• [Given instruction]: Please write out the material that follows, exactly as it stands.

• [Excerpts of pointing data]:
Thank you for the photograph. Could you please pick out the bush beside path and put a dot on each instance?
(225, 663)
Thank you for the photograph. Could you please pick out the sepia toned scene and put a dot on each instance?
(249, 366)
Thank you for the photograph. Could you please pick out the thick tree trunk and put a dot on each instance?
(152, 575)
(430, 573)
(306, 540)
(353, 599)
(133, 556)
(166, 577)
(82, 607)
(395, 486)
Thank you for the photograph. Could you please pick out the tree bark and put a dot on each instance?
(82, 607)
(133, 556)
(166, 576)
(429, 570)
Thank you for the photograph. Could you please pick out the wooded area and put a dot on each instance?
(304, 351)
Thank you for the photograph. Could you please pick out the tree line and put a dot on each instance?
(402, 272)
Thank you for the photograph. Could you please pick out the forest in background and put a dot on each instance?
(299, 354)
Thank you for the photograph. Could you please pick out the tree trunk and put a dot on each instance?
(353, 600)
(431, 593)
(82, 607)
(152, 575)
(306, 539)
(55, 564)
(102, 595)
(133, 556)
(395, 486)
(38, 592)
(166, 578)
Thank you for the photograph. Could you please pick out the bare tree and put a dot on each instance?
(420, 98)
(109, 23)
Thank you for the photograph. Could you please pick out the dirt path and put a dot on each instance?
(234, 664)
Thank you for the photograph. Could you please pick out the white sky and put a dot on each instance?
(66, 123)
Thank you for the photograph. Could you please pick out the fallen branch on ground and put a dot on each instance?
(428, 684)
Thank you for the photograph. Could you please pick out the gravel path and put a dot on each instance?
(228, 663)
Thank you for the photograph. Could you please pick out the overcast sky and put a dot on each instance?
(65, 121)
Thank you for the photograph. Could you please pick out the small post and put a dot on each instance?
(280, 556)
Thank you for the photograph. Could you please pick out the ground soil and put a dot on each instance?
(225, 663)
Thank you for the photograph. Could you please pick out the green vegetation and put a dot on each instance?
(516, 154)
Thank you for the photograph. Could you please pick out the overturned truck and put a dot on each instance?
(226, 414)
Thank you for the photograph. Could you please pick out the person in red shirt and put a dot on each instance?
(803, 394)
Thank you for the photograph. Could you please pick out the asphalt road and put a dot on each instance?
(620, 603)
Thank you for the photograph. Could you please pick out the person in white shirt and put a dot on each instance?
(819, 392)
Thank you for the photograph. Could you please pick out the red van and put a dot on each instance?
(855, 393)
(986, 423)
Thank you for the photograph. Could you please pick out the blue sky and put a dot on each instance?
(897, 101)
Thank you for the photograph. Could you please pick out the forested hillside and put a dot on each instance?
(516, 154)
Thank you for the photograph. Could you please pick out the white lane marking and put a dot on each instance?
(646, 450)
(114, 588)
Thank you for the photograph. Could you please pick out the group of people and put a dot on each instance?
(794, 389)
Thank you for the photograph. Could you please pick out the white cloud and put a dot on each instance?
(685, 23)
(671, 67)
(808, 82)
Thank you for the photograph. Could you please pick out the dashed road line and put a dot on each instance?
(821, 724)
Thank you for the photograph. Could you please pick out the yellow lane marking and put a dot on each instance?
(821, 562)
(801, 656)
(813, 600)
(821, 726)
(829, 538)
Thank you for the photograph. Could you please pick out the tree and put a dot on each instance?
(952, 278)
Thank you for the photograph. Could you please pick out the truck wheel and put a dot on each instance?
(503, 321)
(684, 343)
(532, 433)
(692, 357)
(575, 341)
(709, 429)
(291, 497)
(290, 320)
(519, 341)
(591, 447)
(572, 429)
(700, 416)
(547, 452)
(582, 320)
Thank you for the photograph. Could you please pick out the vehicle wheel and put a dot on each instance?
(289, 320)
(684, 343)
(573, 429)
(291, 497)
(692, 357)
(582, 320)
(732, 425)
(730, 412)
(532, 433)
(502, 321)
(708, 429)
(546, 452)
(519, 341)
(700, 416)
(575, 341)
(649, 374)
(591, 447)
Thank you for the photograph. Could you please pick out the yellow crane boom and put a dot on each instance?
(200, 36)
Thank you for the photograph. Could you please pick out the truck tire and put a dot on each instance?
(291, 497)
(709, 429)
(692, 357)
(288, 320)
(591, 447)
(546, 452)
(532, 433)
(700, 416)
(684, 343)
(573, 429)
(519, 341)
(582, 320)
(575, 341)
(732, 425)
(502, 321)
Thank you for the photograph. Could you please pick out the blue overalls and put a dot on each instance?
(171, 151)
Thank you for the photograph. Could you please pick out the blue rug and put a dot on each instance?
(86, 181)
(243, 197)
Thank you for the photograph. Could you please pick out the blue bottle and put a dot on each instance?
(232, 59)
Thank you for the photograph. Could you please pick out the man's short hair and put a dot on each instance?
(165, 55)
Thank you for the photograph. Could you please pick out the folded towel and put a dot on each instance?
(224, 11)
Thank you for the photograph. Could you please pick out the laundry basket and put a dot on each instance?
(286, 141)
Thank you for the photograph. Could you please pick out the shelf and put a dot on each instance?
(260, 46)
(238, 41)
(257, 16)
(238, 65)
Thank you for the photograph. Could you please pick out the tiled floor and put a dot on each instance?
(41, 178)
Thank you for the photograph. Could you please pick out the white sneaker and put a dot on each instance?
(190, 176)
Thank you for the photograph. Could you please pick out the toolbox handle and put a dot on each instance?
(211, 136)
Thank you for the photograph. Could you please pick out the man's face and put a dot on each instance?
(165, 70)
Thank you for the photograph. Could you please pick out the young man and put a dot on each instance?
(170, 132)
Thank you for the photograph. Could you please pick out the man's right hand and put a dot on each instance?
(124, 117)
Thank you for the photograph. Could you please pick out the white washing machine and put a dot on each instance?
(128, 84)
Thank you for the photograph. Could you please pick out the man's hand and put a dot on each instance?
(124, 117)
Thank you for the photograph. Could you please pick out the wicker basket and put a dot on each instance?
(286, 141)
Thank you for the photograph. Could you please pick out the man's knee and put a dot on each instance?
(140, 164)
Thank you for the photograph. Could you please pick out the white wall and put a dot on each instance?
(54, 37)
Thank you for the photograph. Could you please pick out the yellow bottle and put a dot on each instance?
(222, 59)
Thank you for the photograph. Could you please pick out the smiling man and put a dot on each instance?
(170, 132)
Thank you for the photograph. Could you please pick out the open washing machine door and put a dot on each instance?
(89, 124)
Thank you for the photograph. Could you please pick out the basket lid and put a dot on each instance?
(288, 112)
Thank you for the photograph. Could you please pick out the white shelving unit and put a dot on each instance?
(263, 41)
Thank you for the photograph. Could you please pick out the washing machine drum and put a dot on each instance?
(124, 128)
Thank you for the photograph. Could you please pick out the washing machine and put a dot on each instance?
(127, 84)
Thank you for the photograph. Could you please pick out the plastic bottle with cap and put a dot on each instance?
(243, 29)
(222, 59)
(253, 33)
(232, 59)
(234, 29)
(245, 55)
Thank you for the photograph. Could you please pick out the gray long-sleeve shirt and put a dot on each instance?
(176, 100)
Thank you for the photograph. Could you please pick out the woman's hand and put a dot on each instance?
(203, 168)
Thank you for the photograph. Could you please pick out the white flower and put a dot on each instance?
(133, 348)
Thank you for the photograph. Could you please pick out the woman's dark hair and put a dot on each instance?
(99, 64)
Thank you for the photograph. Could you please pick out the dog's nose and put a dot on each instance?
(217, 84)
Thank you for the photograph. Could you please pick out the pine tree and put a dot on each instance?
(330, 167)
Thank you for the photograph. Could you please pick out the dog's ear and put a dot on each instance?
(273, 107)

• [Task solution]:
Thank you for the photograph. Could you please pick out the bush beside path and put a dot on each instance?
(225, 663)
Thank you for the photograph. Could you please pick out the sepia toned scene and put a dot on each instance?
(249, 366)
Thank you for the photograph. Could you please pick out the thick tree trunk and put a dot on each instance?
(152, 575)
(430, 573)
(306, 540)
(353, 599)
(133, 556)
(166, 577)
(82, 607)
(395, 486)
Thank you for the photograph. Could you please pick out the tree bark and put a dot on each instance?
(82, 607)
(133, 556)
(166, 576)
(429, 570)
Thank you for the photograph. Could you please pick out the wooded area and put a dot on each instance?
(304, 351)
Thank you for the photograph. Could you please pick out the tree line and put a dot on each instance?
(402, 272)
Thank you for the photograph. Could you please pick out the forest in background and put a dot on each instance?
(299, 354)
Thank you for the photograph. Could you please pick out the tree trunk and put a dot on each instance?
(353, 600)
(431, 593)
(82, 607)
(152, 575)
(306, 539)
(55, 564)
(102, 595)
(133, 556)
(395, 486)
(38, 592)
(166, 578)
Thank you for the photograph. Could you please pick out the bare tree and put a dot on each instance?
(420, 98)
(109, 23)
Thank you for the photograph. Could you please pick out the dirt path and put a dot on each instance?
(234, 664)
Thank you for the photograph. Could you please pick out the white sky and put a dot on each instance?
(66, 123)
Thank you for the photograph. Could you please pick out the fallen branch on ground and put a dot on each instance?
(428, 684)
Thank you for the photograph. Could you please pick out the gravel path and put a dot on each instance?
(228, 663)
Thank you for the photograph. Could you please pick out the overcast sky and put a dot on each instance?
(65, 121)
Thank you for the photograph. Could you please pick out the small post and put a dot on each instance?
(280, 556)
Thank you for the photograph. Could you please pick out the ground soil and put a dot on each instance?
(225, 663)
Thank you for the photograph. Could you please pick out the green vegetation and put a dot on each instance?
(516, 154)
Thank you for the photograph. Could you please pick out the overturned truck and put a dot on each instance?
(226, 414)
Thank you for the photograph. Could you please pick out the person in red shirt and put a dot on each instance?
(803, 394)
Thank you for the photograph. Could you please pick out the asphalt road and put a dot on each instance?
(620, 603)
Thank you for the photograph. Could you please pick out the person in white shirt and put a dot on each instance?
(819, 392)
Thank you for the photograph. Could you please pick out the red van and put a dot on each instance?
(855, 393)
(986, 423)
Thank you for the photograph. Could you please pick out the blue sky and put a dot on each instance?
(897, 101)
Thank you for the photograph. Could you please pick out the forested hillside and put a dot on each instance?
(516, 154)
Thank you for the photograph. Could you please pick out the white lane marking and put a dot on each instance?
(646, 450)
(114, 588)
Thank you for the photograph. Could you please pick out the group of people and put a dot on each instance?
(794, 389)
Thank you for the photograph. Could you please pick out the white cloud and put a dot on each instance?
(685, 23)
(671, 67)
(808, 82)
Thank you for the photograph. Could you please pick out the dashed road line and put a dot on each instance?
(821, 724)
Thank you for the photograph. Could you please pick out the yellow lane marking and put a dot on each instance?
(821, 562)
(801, 656)
(813, 600)
(821, 726)
(829, 538)
Thank you for the photograph. Could you please pick out the tree and put a dot on each instance?
(952, 278)
Thank you for the photograph. Could you please pick out the truck wheel and put a dot on each instance?
(503, 321)
(684, 343)
(532, 433)
(692, 357)
(575, 341)
(709, 429)
(291, 497)
(290, 320)
(519, 341)
(591, 447)
(572, 429)
(700, 416)
(547, 452)
(582, 320)
Thank you for the photograph. Could you please pick out the vehicle wheel and put a dot on each instance?
(289, 320)
(684, 343)
(573, 429)
(291, 497)
(692, 357)
(582, 320)
(732, 425)
(730, 412)
(532, 433)
(502, 321)
(708, 429)
(546, 452)
(519, 341)
(700, 416)
(575, 341)
(649, 374)
(591, 447)
Thank you for the photograph. Could you please pick out the yellow crane boom and put a dot on each instance?
(200, 36)
Thank you for the photograph. Could you please pick out the truck tire and put a dot on each instance?
(291, 497)
(709, 429)
(692, 357)
(288, 320)
(591, 447)
(546, 452)
(532, 433)
(700, 416)
(684, 343)
(573, 429)
(519, 341)
(582, 320)
(575, 341)
(732, 425)
(502, 321)
Thank you for the photograph. Could you please pick out the blue overalls and put a dot on each instance?
(171, 151)
Thank you for the photograph. Could you please pick out the blue rug and put a dot on each instance?
(86, 181)
(243, 197)
Thank you for the photograph. Could you please pick out the blue bottle and put a dot on each instance?
(232, 59)
Thank you for the photograph. Could you please pick out the man's short hair and put a dot on each instance?
(165, 55)
Thank you for the photograph. Could you please pick out the folded towel and put a dot on each instance?
(224, 11)
Thank you for the photograph. Could you please pick out the laundry basket and put a dot on each instance?
(286, 141)
Thank you for the photograph. Could you please pick out the shelf and put a dot on each instance?
(260, 46)
(238, 41)
(257, 16)
(238, 65)
Thank you for the photograph. Could you please pick out the tiled floor and put a dot on each instance?
(41, 178)
Thank you for the photograph. Could you please pick out the white sneaker and put a dot on each instance?
(190, 176)
Thank you for the photograph. Could you please pick out the toolbox handle and put a dot on each instance?
(211, 136)
Thank you for the photograph. Could you please pick out the man's face and put a dot on each instance?
(165, 70)
Thank you for the photograph. Could you please pick out the young man and put a dot on each instance?
(170, 132)
Thank you for the photograph. Could you please pick out the man's right hand and put a dot on each instance?
(124, 117)
Thank you for the photograph. Could you please pick out the white washing machine and put a dot on each instance?
(128, 84)
Thank you for the photograph. Could you please pick out the man's hand and put a dot on each instance?
(124, 117)
Thank you for the photograph. Could you please pick out the wicker basket and put a dot on each instance?
(286, 141)
Thank you for the photograph. Could you please pick out the man's knee and put a dot on each instance?
(140, 164)
Thank you for the photograph. Could you please pick out the white wall and put a dot on each instance?
(54, 37)
Thank you for the photograph. Could you please pick out the yellow bottle and put a dot on each instance?
(222, 59)
Thank you for the photograph. Could you please pick out the smiling man and put a dot on each instance?
(170, 132)
Thank you for the photograph. Could you please pick out the open washing machine door and put a dot on each instance?
(89, 124)
Thank you for the photograph. Could you please pick out the basket lid and put a dot on each instance?
(288, 112)
Thank you for the photograph. Could you please pick out the white shelving unit and put a dot on each instance?
(263, 41)
Thank you for the photograph. Could you please pick out the washing machine drum and put a dot on each instance?
(124, 128)
Thank you for the photograph. Could you please pick out the washing machine and put a dot on each instance?
(127, 84)
Thank you for the photograph. Could you please pick out the plastic bottle with cap and put a dot on each instance?
(243, 29)
(222, 59)
(253, 33)
(232, 59)
(234, 29)
(245, 55)
Thank you for the photograph. Could you please pick out the gray long-sleeve shirt and put a dot on each instance?
(176, 100)
Thank you for the photograph. Could you please pick out the woman's hand and put a dot on each instance?
(203, 168)
Thank you for the photograph. Could you please pick out the white flower and put a dot on each instance?
(133, 348)
Thank you for the photograph. Could you please pick out the woman's dark hair and put a dot on each instance?
(99, 64)
Thank you for the photograph. Could you please pick out the dog's nose and put a dot on each instance?
(217, 84)
Thank you for the photograph. Could you please pick out the pine tree and put a dot on each instance?
(330, 167)
Thank you for the photograph. Could you please pick out the dog's ear and put a dot on each instance?
(273, 107)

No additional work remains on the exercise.